Work to complete: The reply should contain all of the data below, word for word.

BEGIN Available records

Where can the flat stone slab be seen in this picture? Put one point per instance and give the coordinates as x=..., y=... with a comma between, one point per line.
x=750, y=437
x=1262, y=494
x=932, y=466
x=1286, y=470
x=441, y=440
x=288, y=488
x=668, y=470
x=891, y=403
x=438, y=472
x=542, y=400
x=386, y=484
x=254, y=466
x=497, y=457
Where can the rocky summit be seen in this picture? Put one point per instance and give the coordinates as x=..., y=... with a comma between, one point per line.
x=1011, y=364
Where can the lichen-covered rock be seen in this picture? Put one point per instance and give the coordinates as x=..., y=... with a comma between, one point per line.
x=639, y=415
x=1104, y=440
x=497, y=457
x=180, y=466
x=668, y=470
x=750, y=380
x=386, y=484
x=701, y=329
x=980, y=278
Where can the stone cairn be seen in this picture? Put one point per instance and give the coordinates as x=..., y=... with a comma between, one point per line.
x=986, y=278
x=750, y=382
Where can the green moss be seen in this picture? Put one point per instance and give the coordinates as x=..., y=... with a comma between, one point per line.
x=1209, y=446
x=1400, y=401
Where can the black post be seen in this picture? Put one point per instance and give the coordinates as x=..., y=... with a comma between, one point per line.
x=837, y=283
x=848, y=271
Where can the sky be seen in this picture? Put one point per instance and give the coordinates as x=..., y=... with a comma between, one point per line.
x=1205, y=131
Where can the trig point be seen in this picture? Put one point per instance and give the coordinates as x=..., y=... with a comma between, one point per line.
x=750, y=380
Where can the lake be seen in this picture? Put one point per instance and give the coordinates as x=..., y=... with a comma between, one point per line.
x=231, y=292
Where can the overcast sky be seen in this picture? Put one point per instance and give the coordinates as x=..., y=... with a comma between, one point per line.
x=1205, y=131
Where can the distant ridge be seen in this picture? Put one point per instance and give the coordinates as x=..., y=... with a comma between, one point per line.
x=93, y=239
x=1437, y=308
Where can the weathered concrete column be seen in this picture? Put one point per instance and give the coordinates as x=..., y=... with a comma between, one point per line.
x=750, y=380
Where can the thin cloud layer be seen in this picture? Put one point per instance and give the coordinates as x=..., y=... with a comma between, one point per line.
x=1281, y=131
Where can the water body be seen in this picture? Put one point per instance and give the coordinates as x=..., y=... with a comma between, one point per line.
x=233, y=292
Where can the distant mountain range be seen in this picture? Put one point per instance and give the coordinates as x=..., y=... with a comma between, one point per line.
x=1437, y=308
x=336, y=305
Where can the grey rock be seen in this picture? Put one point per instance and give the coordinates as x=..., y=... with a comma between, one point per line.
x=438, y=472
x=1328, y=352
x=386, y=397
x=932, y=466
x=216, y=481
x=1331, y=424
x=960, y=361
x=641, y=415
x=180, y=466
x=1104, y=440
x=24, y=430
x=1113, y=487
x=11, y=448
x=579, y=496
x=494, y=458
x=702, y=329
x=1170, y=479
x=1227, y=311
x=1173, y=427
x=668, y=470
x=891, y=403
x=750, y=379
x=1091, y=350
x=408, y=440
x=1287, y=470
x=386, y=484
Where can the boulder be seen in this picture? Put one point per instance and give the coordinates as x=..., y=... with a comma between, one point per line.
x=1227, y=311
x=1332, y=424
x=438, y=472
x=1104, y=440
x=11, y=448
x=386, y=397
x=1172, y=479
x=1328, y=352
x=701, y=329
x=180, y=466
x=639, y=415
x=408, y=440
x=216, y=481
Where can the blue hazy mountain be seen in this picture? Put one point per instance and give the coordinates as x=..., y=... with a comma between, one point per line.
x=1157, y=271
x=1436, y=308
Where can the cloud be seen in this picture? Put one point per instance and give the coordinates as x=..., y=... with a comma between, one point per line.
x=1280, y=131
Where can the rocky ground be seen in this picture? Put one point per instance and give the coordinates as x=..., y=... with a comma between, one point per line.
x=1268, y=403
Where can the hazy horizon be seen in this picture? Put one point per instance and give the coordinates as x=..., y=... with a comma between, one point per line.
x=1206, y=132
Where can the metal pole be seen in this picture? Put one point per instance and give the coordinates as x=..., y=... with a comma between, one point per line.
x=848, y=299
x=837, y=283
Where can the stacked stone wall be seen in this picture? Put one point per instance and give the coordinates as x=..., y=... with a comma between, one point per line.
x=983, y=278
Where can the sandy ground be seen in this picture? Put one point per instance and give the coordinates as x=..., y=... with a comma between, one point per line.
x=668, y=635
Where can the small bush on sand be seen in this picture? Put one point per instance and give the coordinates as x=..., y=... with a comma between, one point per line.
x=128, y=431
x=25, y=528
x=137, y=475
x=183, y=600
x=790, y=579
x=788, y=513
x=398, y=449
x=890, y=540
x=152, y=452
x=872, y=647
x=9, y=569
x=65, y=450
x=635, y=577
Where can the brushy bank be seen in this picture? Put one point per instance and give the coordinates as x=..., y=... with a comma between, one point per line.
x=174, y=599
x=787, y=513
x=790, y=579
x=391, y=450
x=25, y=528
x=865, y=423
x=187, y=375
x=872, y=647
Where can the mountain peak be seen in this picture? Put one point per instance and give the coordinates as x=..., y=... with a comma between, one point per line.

END Available records

Result of this exercise:
Where can the flat stone slab be seen in this picture? Put one point per instance and give the coordinates as x=..., y=... with a comma between, one point per line.
x=750, y=437
x=1262, y=494
x=932, y=466
x=1286, y=470
x=441, y=440
x=288, y=488
x=668, y=470
x=891, y=403
x=438, y=472
x=542, y=400
x=386, y=484
x=254, y=466
x=497, y=457
Where can the rocky summit be seen in this picture? Put one point per instance and give the coordinates as x=..., y=... with a comma between, one point per line.
x=1011, y=364
Where can the lichen-covered rock be seen in this picture? Put one point per instance and give the coordinates as x=..., y=... with a comma between, one point per line.
x=639, y=415
x=1104, y=440
x=497, y=457
x=180, y=466
x=668, y=470
x=750, y=380
x=386, y=484
x=701, y=329
x=980, y=278
Where can the stone cairn be seen in this picture? Put one point per instance and give the coordinates as x=..., y=... with a comma between, one point per line.
x=986, y=278
x=750, y=382
Where can the green moss be seen in this picture? Put one point per instance and give the coordinates as x=..., y=... with a comma between, one point per line.
x=1209, y=446
x=1400, y=401
Where can the black post be seen in this picture? Put one point per instance and give the coordinates as x=..., y=... with a comma between, one point per line.
x=837, y=283
x=848, y=271
Where can the sky be seen in this picture? Put one point per instance and give the coordinates as x=..., y=... with a comma between, one point per line.
x=1205, y=131
Where can the trig point be seen in this picture? Put one point per instance and give the coordinates as x=..., y=... with a comma between, one point per line.
x=750, y=380
Where can the lake be seen in this picture? Put one point per instance and give the coordinates as x=..., y=... with a comma between, one point per line.
x=231, y=292
Where can the overcast sky be seen in this picture? Put one point per instance and give the coordinates as x=..., y=... with a comma between, one point per line.
x=1205, y=131
Where can the distant ridge be seen in this picture? Put one point per instance and give the coordinates as x=..., y=... with a comma between, one point per line.
x=93, y=239
x=1437, y=308
Where can the weathered concrete column be seen in this picture? Put one point per instance and give the coordinates as x=..., y=... with a comma between, one point per line.
x=750, y=380
Where can the thin cloud layer be seen in this picture? Put one point per instance and give the coordinates as x=..., y=... with a comma between, one point per line.
x=1281, y=131
Where can the water body be seen in this picture? Put one point per instance and give the coordinates as x=..., y=... with a comma between, one point per line.
x=233, y=292
Where can the distant mountain range be seen in this picture? Put one point per instance and give the coordinates as x=..., y=... with a comma between, one point per line.
x=1437, y=308
x=336, y=305
Where can the grey rock be seen in this picture? Put one point per instance and give the coordinates as x=..., y=... with a comma between, one point per line.
x=438, y=472
x=1328, y=352
x=386, y=397
x=932, y=466
x=216, y=481
x=1331, y=424
x=960, y=361
x=641, y=415
x=180, y=466
x=1104, y=440
x=24, y=430
x=1113, y=487
x=11, y=448
x=579, y=496
x=494, y=458
x=702, y=329
x=1170, y=479
x=1227, y=311
x=1173, y=427
x=668, y=470
x=891, y=403
x=750, y=379
x=1091, y=350
x=408, y=440
x=1287, y=470
x=386, y=484
Where can the boulder be seen in this picture? Put one point per instance and give the coordinates as x=..., y=... with a comma between, one point per line.
x=1227, y=311
x=1332, y=424
x=438, y=472
x=1104, y=440
x=11, y=448
x=386, y=397
x=1172, y=479
x=1328, y=352
x=701, y=329
x=180, y=466
x=639, y=415
x=408, y=440
x=216, y=481
Where can the blue hazy mountain be seen in this picture? Put one point per instance and give the coordinates as x=..., y=... with a comma between, one point per line.
x=1157, y=271
x=1436, y=308
Where can the cloud be seen in this picture? Put one point per instance and give the coordinates as x=..., y=... with a comma between, one point per line.
x=1280, y=131
Where can the rocky ground be seen in this picture? Put one point per instance and give the coordinates as x=..., y=... with a comma between, one point per line.
x=1268, y=403
Where can the hazy horizon be seen in this picture? Put one point per instance and give the coordinates as x=..., y=... with a comma between, one point per line.
x=1206, y=132
Where can the metal pole be seen in this picture? Put one point per instance and give the coordinates as x=..., y=... with a comma between, one point per line.
x=848, y=299
x=837, y=283
Where can the stacked stone wall be seen in this picture? Put one point per instance and give the coordinates as x=..., y=... with a comma between, one point per line.
x=983, y=278
Where can the sandy ground be seen in this picture? Put one point per instance and give the coordinates as x=..., y=... with a comma between, one point per line.
x=668, y=635
Where can the small bush on sand be seen in this picture? Put one point per instance and give the coordinates as x=..., y=... with a comma between, one point per line.
x=128, y=431
x=25, y=528
x=137, y=475
x=183, y=600
x=790, y=579
x=788, y=513
x=398, y=449
x=890, y=540
x=152, y=452
x=872, y=647
x=9, y=569
x=65, y=450
x=635, y=577
Where can the brushy bank be seen in this picture? Put one point per instance and give the coordinates as x=..., y=... with a comma between, one point per line.
x=174, y=599
x=787, y=513
x=790, y=579
x=391, y=450
x=25, y=528
x=865, y=423
x=187, y=375
x=872, y=647
Where can the mountain peak be seen in this picture? Put one point per instance and give the coordinates as x=..., y=... with a comma between, one point per line.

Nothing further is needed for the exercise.